Data extract
○ ○ ○

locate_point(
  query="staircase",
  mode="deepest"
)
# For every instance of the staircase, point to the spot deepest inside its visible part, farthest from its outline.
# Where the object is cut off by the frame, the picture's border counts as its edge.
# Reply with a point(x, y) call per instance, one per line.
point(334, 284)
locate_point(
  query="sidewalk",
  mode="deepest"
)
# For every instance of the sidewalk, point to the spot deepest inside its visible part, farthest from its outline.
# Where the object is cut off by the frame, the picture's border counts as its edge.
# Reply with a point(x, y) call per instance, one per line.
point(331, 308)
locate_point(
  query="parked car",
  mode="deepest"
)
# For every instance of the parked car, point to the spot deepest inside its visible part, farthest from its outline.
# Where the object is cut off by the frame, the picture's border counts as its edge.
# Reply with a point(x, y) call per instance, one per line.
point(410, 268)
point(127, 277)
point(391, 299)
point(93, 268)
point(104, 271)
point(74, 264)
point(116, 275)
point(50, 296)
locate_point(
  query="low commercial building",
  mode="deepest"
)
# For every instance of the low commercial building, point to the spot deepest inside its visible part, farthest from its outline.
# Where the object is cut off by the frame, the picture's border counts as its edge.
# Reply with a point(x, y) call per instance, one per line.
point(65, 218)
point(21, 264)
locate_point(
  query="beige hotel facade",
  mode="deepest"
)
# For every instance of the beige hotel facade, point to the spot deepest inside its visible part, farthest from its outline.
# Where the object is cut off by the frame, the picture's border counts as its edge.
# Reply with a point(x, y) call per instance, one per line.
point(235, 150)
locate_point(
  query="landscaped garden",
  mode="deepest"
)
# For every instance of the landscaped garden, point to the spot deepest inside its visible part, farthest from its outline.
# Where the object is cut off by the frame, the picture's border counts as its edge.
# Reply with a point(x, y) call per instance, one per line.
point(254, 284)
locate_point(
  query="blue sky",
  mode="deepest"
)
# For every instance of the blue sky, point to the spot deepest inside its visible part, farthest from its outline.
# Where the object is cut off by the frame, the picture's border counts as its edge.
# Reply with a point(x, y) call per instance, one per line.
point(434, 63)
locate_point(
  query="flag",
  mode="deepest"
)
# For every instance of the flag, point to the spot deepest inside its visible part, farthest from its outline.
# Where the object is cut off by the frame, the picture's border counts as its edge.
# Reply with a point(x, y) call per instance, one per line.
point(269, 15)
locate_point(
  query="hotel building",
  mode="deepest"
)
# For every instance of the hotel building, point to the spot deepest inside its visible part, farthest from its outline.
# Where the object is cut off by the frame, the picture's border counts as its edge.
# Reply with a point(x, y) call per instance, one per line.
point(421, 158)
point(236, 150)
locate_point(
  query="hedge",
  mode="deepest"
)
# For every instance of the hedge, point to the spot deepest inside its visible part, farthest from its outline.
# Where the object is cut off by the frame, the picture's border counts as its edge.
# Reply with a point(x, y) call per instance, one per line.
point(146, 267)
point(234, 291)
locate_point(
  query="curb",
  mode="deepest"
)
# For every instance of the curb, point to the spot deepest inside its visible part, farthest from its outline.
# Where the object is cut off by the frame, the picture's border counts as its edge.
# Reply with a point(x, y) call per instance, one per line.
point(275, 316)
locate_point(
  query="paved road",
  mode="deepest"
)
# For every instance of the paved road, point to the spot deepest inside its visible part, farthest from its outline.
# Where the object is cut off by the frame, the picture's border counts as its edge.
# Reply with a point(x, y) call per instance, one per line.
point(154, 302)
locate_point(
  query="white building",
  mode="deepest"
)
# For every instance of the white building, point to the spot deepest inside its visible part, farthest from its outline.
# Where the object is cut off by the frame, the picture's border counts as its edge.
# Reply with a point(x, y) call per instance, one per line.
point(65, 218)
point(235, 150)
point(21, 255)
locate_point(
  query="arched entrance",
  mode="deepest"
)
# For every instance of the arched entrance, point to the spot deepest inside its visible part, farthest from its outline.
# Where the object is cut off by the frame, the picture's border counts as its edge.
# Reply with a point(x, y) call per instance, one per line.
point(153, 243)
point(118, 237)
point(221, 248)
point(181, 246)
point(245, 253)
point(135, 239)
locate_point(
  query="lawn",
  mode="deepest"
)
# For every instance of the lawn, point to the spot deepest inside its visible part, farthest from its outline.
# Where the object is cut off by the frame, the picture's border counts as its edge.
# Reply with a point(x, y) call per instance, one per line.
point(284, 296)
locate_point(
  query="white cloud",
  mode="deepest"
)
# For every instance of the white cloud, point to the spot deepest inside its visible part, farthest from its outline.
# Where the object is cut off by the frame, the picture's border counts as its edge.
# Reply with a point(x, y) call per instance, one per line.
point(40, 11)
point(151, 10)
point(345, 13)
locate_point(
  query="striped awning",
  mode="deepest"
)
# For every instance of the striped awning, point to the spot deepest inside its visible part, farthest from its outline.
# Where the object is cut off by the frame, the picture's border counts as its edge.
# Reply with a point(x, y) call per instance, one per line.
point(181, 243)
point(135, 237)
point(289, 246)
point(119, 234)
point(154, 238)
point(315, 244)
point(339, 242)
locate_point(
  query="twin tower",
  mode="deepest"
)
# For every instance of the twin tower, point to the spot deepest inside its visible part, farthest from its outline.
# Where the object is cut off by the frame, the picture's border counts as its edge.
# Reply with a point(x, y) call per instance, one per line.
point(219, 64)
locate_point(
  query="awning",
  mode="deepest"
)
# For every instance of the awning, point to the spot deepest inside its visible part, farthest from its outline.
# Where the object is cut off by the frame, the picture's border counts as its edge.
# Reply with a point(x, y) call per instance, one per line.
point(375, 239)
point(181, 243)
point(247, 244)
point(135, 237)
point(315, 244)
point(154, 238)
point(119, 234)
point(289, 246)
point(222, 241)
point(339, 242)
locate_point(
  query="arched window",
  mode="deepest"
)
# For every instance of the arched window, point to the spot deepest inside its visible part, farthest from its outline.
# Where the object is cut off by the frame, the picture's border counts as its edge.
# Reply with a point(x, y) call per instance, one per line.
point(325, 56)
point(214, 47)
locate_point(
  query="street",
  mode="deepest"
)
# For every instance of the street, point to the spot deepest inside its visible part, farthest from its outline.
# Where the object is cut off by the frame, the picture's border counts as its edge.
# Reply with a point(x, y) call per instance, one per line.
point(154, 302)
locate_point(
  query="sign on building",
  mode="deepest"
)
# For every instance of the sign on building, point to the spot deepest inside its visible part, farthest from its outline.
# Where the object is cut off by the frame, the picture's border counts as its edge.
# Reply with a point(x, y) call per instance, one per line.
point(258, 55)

○ ○ ○

What to work on
Format every line of the records above as a numbered list, omitting any blank lines.

Solution
1. locate_point(
2.   query="staircase",
3.   mode="deepest"
4. )
5. # For every instance of the staircase, point to the spot deepest inside its visible part, farthest from its outline.
6. # Where the object is cut off by the frame, the picture's border counts as its edge.
7. # Reply with a point(x, y) call per instance, one per line.
8. point(334, 284)
9. locate_point(
10.   query="sidewalk",
11.   mode="deepest"
12. )
13. # For every instance of the sidewalk, point to the spot deepest inside its visible part, farthest from its outline.
14. # Where the object is cut off by the frame, the picture's border counts as its edge.
15. # Reply with a point(x, y) call per instance, one per line.
16. point(331, 308)
17. locate_point(
18.   query="parked car",
19.   mode="deepest"
20. )
21. # For every instance of the parked car, point to the spot deepest inside its visible part, farthest from its outline.
22. # Where the object is cut off by the frame, the picture's border counts as its edge.
23. # Reply with a point(x, y) call per instance, one per line.
24. point(410, 268)
25. point(127, 277)
26. point(391, 299)
27. point(93, 268)
28. point(104, 271)
29. point(74, 264)
30. point(116, 275)
31. point(50, 296)
32. locate_point(
33.   query="low commercial building",
34.   mode="deepest"
35. )
36. # For every instance of the low commercial building, point to the spot deepest inside its visible part, farthest from its outline.
37. # Where the object is cut off by the frame, the picture's border counts as its edge.
38. # Reply with a point(x, y) call per instance, one per line.
39. point(65, 218)
40. point(21, 264)
41. locate_point(
42.   query="beige hotel facade",
43.   mode="deepest"
44. )
45. # For every instance of the beige hotel facade, point to the spot deepest inside its visible part, farthest from its outline.
46. # Where the object is cut off by the frame, the picture's border counts as its edge.
47. # Reply with a point(x, y) call per instance, one per line.
48. point(235, 150)
49. locate_point(
50.   query="landscaped garden",
51.   mode="deepest"
52. )
53. # For every instance of the landscaped garden, point to the spot deepest inside its visible part, farthest from its outline.
54. # Where the object is cut off by the frame, the picture's border counts as its edge.
55. # Reply with a point(x, y) call per instance, one per line.
56. point(254, 284)
57. locate_point(
58.   query="blue sky",
59.   mode="deepest"
60. )
61. # For every instance of the blue sky, point to the spot deepest inside its visible part, farthest from its outline.
62. # Where the object is cut off by the frame, the picture's border counts as its edge.
63. # Reply with a point(x, y) call per instance, one per line.
64. point(434, 63)
65. locate_point(
66.   query="flag",
67.   mode="deepest"
68. )
69. # For every instance of the flag, point to the spot deepest inside its visible part, farthest from its outline.
70. # Where the object is cut off by the frame, the picture's border counts as its edge.
71. # Reply with a point(x, y) call per instance, one per line.
72. point(269, 15)
73. locate_point(
74.   query="hotel building",
75.   mode="deepest"
76. )
77. # For every instance of the hotel building, point to the spot deepest inside its visible part, farthest from its outline.
78. # Where the object is cut off by the frame, the picture's border counts as its edge.
79. # Reply with a point(x, y) call per instance, one per line.
80. point(421, 158)
81. point(236, 150)
82. locate_point(
83.   query="hedge",
84.   mode="deepest"
85. )
86. # For every instance of the hedge, point to the spot deepest inside its visible part, farthest from its outline.
87. # Where the object is cut off by the frame, the picture's border counts as its edge.
88. # Reply with a point(x, y) call per instance, one per line.
89. point(146, 267)
90. point(234, 291)
91. locate_point(
92.   query="curb",
93.   mode="deepest"
94. )
95. # For every instance of the curb, point to the spot deepest inside its visible part, farthest from its outline.
96. # Where the object is cut off by the frame, the picture's border counts as its edge.
97. # Reply with a point(x, y) call per instance, one per line.
98. point(275, 316)
99. locate_point(
100.   query="paved road",
101.   mode="deepest"
102. )
103. # For every instance of the paved road, point to the spot deepest inside its visible part, farthest from its outline.
104. # Where the object is cut off by the frame, the picture's border counts as its edge.
105. # Reply with a point(x, y) call per instance, one per line.
106. point(154, 302)
107. locate_point(
108.   query="white building",
109.   mode="deepest"
110. )
111. # For every instance of the white building, point to the spot deepest inside its visible part, farthest from its outline.
112. # Where the object is cut off by the frame, the picture's border counts as its edge.
113. # Reply with a point(x, y) call per instance, one per line.
114. point(65, 218)
115. point(235, 150)
116. point(21, 255)
117. locate_point(
118.   query="arched entrance",
119.   mode="deepest"
120. )
121. # For every instance of the arched entrance, point to the spot deepest inside its visible part, farthest from its outline.
122. # Where the object is cut off by the frame, the picture's border counts as its edge.
123. # Reply with a point(x, y) call per instance, one per line.
124. point(153, 243)
125. point(118, 237)
126. point(221, 248)
127. point(181, 246)
128. point(245, 253)
129. point(135, 239)
130. locate_point(
131.   query="lawn",
132.   mode="deepest"
133. )
134. # For every instance of the lawn, point to the spot deepest inside its visible part, farthest from its outline.
135. # Where the object is cut off by the frame, the picture's border counts as its edge.
136. # Reply with a point(x, y) call per instance, one per line.
137. point(284, 296)
138. locate_point(
139.   query="white cloud",
140.   mode="deepest"
141. )
142. # For every instance of the white cloud, point to the spot deepest inside its visible part, farthest from its outline.
143. # Where the object is cut off by the frame, the picture's border counts as its edge.
144. # Reply with a point(x, y) call per instance, one per line.
145. point(40, 11)
146. point(151, 10)
147. point(345, 13)
148. locate_point(
149.   query="striped awning",
150.   mode="deepest"
151. )
152. # For every instance of the striped awning, point to the spot deepest inside its visible part, farthest from its outline.
153. # Where the object is cut off by the frame, the picture's border counts as its edge.
154. # Reply with a point(x, y) call per instance, one per line.
155. point(181, 243)
156. point(135, 237)
157. point(289, 246)
158. point(119, 234)
159. point(154, 238)
160. point(315, 244)
161. point(339, 242)
162. locate_point(
163.   query="twin tower",
164.   mode="deepest"
165. )
166. # For every instance of the twin tower, point to the spot deepest inside its visible part, farthest from its outline.
167. # Where the object is cut off by the frame, the picture's border counts as its edge.
168. # Reply with a point(x, y) call per instance, one per line.
169. point(219, 64)
170. locate_point(
171.   query="awning",
172.   mode="deepest"
173. )
174. # For every instance of the awning, point to the spot deepest inside its visible part, farthest from its outline.
175. # Where the object is cut off by the frame, the picture's border counts as its edge.
176. # Reply with a point(x, y) call per instance, one per line.
177. point(375, 239)
178. point(181, 243)
179. point(247, 244)
180. point(135, 237)
181. point(315, 244)
182. point(154, 238)
183. point(119, 234)
184. point(289, 246)
185. point(222, 241)
186. point(339, 242)
187. locate_point(
188.   query="arched window",
189.   mode="deepest"
190. )
191. # For every instance of the arched window, point to the spot deepest inside its visible part, farthest from its outline.
192. # Where the object is cut off by the frame, the picture's border counts as its edge.
193. # Reply with a point(x, y) call per instance, one per line.
194. point(325, 56)
195. point(214, 47)
196. locate_point(
197.   query="street",
198.   mode="deepest"
199. )
200. # For every instance of the street, point to the spot deepest inside its visible part, farthest from its outline.
201. # Where the object is cut off by the frame, the picture's border counts as its edge.
202. # Reply with a point(x, y) call per instance, one per line.
203. point(154, 302)
204. locate_point(
205.   query="sign on building",
206.   mode="deepest"
207. )
208. # For every instance of the sign on building, point to the spot deepest inside its visible part, farthest from its outline.
209. # Where the object is cut off by the frame, the picture's border counts as its edge.
210. # Reply with a point(x, y) call per instance, one per line.
211. point(258, 55)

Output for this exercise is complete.